Text block:

##########

5 Different Types of Investment Opportunity in Malaysia

Check out the five types of investments that are widely used by most individuals to increase savings and maximize their return of investment.

1. Property investment in Malaysia

The question is… are you buying to rent or to keep? 

Generally, there are 2 strategies: Flipping & keeping. Flipping means you buy a property, keep it and wait for the property value to go up and sell it later for a higher price. The goal is to maximize return when you sell your property. While keeping means you buy a property to rent it out. The goal here is to create passive income in the form of rental returns.

Pros of property investment

  • Less volatility – Property can be less volatile than shares or other investments.
  • Income – You earn (steady income stream) if the property is tenanted.
  • Capital growth – If your property increases in value, you will benefit from a capital gain when you sell.

Cons of property investment

  • Cost – Rental income may not cover your mortgage payments and other expenses.
  • Vacancy – There may be times when you have to cover the costs yourself if you don’t have a tenant.
  • Loss of value – If the property value goes down you could end up owing more than the property is worth.

2. Steel (Gold/Silver) investment in Malaysia

Buying gold as a physical asset and owning it yourself is an old school approach of all time. If you decide to buy physical gold, you can consider gold bars or gold coins.  Gold bars are bigger and hence more expensive, but they are an efficient way to invest substantially. Gold coins are smaller and less valuable so that if you need to liquidate some of your investments, they can be more convenient.

##########

Dataset content:
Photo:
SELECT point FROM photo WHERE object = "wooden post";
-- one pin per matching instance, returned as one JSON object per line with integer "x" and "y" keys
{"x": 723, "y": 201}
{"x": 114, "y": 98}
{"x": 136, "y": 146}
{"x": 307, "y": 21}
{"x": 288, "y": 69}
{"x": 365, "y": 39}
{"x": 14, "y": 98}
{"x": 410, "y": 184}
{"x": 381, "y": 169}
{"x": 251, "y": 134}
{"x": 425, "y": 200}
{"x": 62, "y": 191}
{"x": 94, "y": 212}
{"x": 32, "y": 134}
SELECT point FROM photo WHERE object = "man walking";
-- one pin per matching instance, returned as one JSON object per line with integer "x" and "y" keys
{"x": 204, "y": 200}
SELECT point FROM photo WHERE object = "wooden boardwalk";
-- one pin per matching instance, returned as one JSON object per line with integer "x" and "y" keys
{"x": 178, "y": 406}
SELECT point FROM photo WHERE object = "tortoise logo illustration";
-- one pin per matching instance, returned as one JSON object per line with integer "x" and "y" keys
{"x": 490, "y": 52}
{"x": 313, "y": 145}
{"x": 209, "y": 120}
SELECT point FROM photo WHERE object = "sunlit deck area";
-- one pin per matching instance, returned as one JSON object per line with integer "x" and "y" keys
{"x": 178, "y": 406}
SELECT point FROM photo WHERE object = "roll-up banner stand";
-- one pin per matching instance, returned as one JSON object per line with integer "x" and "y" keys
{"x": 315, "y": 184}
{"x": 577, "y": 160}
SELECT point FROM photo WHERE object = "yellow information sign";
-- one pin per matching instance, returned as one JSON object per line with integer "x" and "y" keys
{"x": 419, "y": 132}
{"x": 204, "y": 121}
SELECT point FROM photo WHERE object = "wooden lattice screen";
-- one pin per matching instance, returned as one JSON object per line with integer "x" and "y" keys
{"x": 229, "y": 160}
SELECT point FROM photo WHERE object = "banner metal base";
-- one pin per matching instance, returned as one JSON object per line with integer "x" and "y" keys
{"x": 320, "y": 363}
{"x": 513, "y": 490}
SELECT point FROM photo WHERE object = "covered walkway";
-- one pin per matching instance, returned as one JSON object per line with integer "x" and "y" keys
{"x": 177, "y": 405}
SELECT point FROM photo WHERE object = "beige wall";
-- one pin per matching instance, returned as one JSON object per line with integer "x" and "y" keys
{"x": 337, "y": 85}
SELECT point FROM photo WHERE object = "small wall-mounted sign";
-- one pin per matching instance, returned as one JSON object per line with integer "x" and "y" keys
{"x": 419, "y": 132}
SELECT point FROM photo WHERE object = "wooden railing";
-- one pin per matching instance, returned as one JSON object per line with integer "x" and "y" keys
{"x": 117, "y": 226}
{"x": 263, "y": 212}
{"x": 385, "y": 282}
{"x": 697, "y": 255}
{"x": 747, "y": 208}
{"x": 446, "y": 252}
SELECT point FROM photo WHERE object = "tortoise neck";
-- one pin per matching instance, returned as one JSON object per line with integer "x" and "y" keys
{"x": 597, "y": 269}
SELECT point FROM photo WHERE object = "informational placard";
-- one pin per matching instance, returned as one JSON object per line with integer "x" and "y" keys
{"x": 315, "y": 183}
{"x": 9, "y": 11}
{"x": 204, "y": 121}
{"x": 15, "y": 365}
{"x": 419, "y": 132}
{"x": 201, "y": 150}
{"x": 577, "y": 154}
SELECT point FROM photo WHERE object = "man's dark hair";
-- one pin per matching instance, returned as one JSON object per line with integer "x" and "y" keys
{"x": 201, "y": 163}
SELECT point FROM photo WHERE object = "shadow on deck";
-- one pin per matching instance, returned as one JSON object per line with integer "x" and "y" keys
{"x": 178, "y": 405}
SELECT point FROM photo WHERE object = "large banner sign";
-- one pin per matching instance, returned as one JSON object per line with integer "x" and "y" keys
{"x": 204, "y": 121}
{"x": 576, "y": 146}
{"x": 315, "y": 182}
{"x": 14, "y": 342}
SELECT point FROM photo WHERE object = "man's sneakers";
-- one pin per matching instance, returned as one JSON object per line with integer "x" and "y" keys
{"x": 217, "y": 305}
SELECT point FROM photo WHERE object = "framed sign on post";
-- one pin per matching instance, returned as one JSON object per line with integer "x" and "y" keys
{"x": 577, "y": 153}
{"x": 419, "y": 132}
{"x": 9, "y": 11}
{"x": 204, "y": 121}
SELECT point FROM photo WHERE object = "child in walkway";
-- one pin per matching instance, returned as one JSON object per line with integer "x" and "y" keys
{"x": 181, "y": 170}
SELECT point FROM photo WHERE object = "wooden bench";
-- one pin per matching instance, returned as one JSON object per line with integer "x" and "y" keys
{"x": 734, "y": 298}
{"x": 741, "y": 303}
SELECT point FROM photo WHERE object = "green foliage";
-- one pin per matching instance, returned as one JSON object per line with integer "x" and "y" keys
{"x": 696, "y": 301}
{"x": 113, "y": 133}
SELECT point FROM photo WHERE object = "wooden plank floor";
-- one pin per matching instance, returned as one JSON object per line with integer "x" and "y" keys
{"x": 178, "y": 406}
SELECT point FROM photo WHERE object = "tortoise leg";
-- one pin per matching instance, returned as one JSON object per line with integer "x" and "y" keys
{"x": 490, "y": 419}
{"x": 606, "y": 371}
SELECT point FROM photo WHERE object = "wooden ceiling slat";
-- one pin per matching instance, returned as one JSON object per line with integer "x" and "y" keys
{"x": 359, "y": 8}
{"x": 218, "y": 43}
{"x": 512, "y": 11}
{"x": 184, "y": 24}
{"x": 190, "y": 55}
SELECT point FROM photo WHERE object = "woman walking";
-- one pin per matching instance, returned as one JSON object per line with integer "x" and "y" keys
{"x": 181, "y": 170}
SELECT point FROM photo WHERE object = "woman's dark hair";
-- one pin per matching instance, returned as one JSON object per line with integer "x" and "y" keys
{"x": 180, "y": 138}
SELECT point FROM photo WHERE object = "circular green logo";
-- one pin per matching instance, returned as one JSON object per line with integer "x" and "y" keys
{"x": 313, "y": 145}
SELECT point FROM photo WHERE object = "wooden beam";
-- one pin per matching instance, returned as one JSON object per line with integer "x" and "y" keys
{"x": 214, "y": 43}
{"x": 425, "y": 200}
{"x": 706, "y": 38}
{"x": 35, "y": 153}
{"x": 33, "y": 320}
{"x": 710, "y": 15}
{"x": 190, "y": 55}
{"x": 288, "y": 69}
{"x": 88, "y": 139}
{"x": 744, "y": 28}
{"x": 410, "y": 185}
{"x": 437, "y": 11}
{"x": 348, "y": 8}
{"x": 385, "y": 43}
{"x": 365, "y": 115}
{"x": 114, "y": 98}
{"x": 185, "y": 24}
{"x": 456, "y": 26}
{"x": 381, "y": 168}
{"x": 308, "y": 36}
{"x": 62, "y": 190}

##########

What is asked:
- a) Please retype the Malaysia investment passage from "Generally, there are" to "property is tenanted.".
- b) Extend the Malaysia investment passage, picking up after its final sentence.

Answers by task:
- a)
Generally, there are 2 strategies: Flipping & keeping. Flipping means you buy a property, keep it and wait for the property value to go up and sell it later for a higher price. The goal is to maximize return when you sell your property. While keeping means you buy a property to rent it out. The goal here is to create passive income in the form of rental returns.

Pros of property investment

  • Less volatility – Property can be less volatile than shares or other investments.
  • Income – You earn (steady income stream) if the property is tenanted.

- b)
Pros of Steel (Gold/Silver) investment:

  • Historically holds value. Probably won’t go down to zero
  • Physical gold is quite fun because you can wear gold jewellery and start coin collections
  • You can also temporarily pawn physical gold to use as emergency money, and buy it back when you can

Cons of Steel (Gold/Silver) investment:

  • Physical gold can be stolen
  • And if it gets stolen, you might get hurt or your house might get broken into. Buy insurance.
  • Bulky and requires storage space.

Tips: The price is subject to change. To even things out, buy a bit every month. Keep in mind that when stock markets are performing poorly, gold prices tend to rise. As a result, making gold your sole investment is usually not a good choice.

3. Cryptocurrency investment in Malaysia

Good news! This year, the Securities Commission (SC) has approved Bitcoin Cash (BCH) as a digital asset in Malaysia. Therefore, you can buy and sell BCH on authorised cryptocurrency platforms. It also brings the total authorised crypto tokens to 5 which include Bitcoin (BTC), Ethereum (ETH), Ripple (XRP) and Litecoin (LTC).

However, please be reminded that this type of investment is the riskiest of all. You may lose 100% overnight or quadruple your money in a week. In other words, higher risks = higher returns/losses.

Pros of cryptocurrency investment:

  • High potential returns.
  • Increasing bitcoin adoption and first mover advantage versus other crypto-currencies.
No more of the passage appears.